* [EXERCISE DETAILS]: Among the entries that follow, the required portion opens with the line containing "Get white cloud" and closes with the line containing "Get suspension bridge". Give that portion again exactly, and nothing else.

** Opening INFORMATION SHOWN block **

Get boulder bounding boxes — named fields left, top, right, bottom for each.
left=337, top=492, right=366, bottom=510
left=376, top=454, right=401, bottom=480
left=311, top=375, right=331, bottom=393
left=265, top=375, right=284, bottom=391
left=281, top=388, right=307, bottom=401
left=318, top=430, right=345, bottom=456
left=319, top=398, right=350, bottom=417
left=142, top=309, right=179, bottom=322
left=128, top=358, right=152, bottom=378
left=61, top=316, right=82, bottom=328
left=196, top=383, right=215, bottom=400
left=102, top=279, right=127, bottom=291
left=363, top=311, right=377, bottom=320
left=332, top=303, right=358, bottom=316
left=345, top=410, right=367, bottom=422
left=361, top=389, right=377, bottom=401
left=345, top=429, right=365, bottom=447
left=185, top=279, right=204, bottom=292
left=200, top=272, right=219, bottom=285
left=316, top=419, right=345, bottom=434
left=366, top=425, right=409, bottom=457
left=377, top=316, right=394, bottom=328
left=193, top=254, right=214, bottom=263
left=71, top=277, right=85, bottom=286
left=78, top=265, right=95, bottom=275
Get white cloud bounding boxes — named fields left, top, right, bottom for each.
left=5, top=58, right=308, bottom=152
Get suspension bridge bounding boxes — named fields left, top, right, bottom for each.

** Closing INFORMATION SHOWN block **
** Opening INFORMATION SHOWN block **

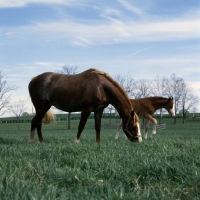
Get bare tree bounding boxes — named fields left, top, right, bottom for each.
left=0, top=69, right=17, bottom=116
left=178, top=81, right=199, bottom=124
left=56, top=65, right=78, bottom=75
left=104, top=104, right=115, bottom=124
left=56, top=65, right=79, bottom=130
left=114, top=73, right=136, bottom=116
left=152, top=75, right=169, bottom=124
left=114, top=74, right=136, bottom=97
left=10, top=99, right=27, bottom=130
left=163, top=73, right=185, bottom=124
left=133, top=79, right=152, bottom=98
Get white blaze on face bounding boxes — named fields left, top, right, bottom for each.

** Closing INFORMATION SHOWN block **

* [SOLUTION TO THE PROBLEM]:
Get white cloud bounding boxes — named fields left, top, right, bottom for each.
left=5, top=58, right=308, bottom=152
Get suspension bridge bounding boxes — named fields left, top, right, bottom for each.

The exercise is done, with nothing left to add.